## [Source document]

----------

Together, the two grants total more than $1 million for the program.

The most recent grant, a part of the Postconviction DNA Testing Assistance Program sponsored by the National Institute of Justice, awards $778,329 to the Wisconsin Office of Justice Assistance to disburse to the Wisconsin Innocence Project. The previous grant, awarded in August, provides $249,901 through the Bureau of Justice Assistance Wrongful Conviction Review Program.

The Wisconsin Innocence Project is a legal clinic at the law school's Frank J. Remington Center that screens applications, investigates and advocates on behalf of wrongfully convicted clients. The new funding will allow the program to continue and expand its work advocating for wrongly convicted individuals in cases where both new DNA evidence and other non-DNA evidence supports the convicted individual's claim of actual innocence.

----------

## [Provided data]
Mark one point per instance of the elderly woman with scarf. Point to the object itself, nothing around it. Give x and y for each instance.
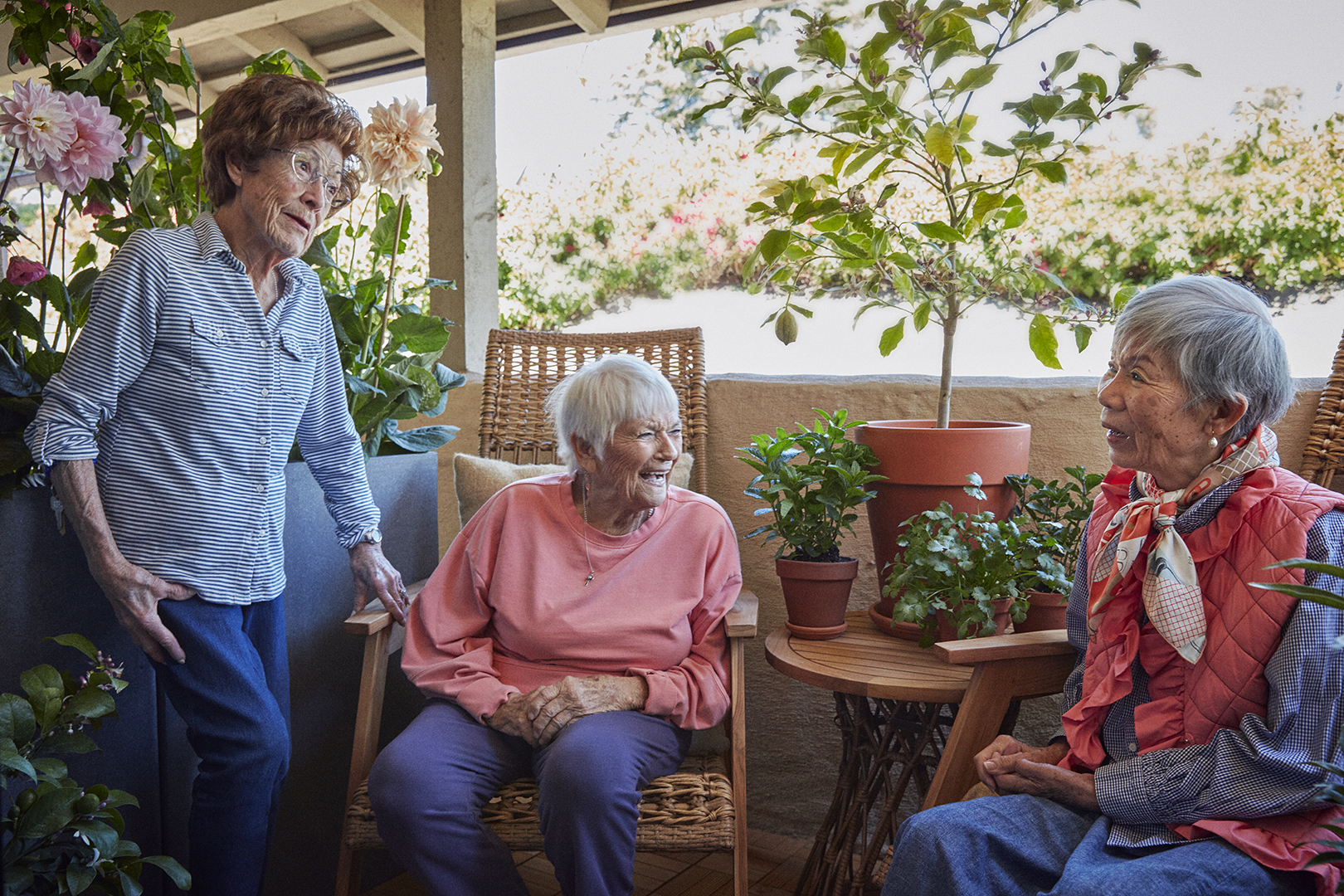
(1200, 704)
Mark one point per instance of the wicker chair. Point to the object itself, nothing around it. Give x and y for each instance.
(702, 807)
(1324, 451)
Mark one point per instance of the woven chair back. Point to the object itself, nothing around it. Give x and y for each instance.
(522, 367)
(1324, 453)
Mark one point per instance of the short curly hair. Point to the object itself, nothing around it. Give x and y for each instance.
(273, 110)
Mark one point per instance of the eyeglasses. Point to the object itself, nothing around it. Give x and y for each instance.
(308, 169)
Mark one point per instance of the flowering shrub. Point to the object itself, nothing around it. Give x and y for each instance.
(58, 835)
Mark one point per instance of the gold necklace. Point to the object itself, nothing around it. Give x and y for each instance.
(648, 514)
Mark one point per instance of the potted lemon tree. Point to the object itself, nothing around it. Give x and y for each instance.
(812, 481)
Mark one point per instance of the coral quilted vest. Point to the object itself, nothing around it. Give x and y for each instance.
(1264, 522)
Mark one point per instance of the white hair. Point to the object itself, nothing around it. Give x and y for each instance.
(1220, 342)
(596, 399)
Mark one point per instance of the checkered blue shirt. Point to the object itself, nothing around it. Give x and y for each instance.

----------

## [Exercises to complete]
(1) According to the text about the Wisconsin Innocence Project grants, which program provided the grant awarded in August?
(2) From the text about the Wisconsin Innocence Project grants, copy the passage starting at "The most recent" and ending at "of actual innocence.".

## [Activity answers]
(1) The Bureau of Justice Assistance Wrongful Conviction Review Program.

(2)
The most recent grant, a part of the Postconviction DNA Testing Assistance Program sponsored by the National Institute of Justice, awards $778,329 to the Wisconsin Office of Justice Assistance to disburse to the Wisconsin Innocence Project. The previous grant, awarded in August, provides $249,901 through the Bureau of Justice Assistance Wrongful Conviction Review Program.

The Wisconsin Innocence Project is a legal clinic at the law school's Frank J. Remington Center that screens applications, investigates and advocates on behalf of wrongfully convicted clients. The new funding will allow the program to continue and expand its work advocating for wrongly convicted individuals in cases where both new DNA evidence and other non-DNA evidence supports the convicted individual's claim of actual innocence.